PROBLEM DESCRIPTION – Turn every line of the entries below into a JSON list of strings, with one string per line and blank lines left out.

RAW RECORDS –
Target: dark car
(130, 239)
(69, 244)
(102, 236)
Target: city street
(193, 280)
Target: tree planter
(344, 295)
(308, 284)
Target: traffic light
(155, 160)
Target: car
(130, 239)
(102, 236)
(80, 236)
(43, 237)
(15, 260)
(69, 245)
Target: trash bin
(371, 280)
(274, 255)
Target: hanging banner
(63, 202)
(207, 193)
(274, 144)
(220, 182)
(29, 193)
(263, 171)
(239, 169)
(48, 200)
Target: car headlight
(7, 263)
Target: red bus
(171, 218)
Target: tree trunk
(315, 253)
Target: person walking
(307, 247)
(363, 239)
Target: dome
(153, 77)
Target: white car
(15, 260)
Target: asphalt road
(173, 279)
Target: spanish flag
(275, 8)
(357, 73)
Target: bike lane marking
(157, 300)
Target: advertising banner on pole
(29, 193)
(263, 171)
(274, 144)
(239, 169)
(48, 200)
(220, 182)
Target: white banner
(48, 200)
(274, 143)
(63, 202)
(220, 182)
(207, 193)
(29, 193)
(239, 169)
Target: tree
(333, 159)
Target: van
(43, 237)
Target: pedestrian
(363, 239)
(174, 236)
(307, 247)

COMPLETED EXERCISE –
[
  "Target: dark car",
  "(130, 239)",
  "(69, 244)",
  "(102, 236)",
  "Target: city street",
  "(193, 280)",
  "Target: tree planter",
  "(344, 295)",
  "(308, 284)",
  "Target: traffic light",
  "(155, 160)",
  "Target: car",
  "(130, 239)",
  "(102, 236)",
  "(80, 236)",
  "(43, 237)",
  "(15, 260)",
  "(69, 245)",
  "Target: trash bin",
  "(371, 280)",
  "(274, 255)",
  "Target: hanging banner",
  "(63, 202)",
  "(207, 193)",
  "(274, 144)",
  "(220, 182)",
  "(29, 193)",
  "(263, 171)",
  "(239, 169)",
  "(48, 200)",
  "Target: car headlight",
  "(7, 263)",
  "Target: red bus",
  "(171, 218)",
  "Target: tree trunk",
  "(315, 253)",
  "Target: person walking",
  "(307, 247)",
  "(363, 239)",
  "Target: dome",
  "(153, 77)",
  "Target: white car",
  "(15, 260)",
  "Target: asphalt road",
  "(173, 279)",
  "Target: spanish flag",
  "(275, 8)",
  "(357, 73)",
  "Target: bike lane marking",
  "(157, 300)",
  "Target: advertising banner on pole",
  "(29, 193)",
  "(263, 171)",
  "(274, 144)",
  "(239, 169)",
  "(48, 200)",
  "(220, 182)",
  "Target: white banner",
  "(48, 200)",
  "(274, 143)",
  "(63, 202)",
  "(220, 182)",
  "(207, 193)",
  "(29, 193)",
  "(239, 169)",
  "Target: tree",
  "(333, 159)",
  "Target: van",
  "(43, 237)",
  "Target: pedestrian",
  "(363, 239)",
  "(174, 236)",
  "(307, 247)"
]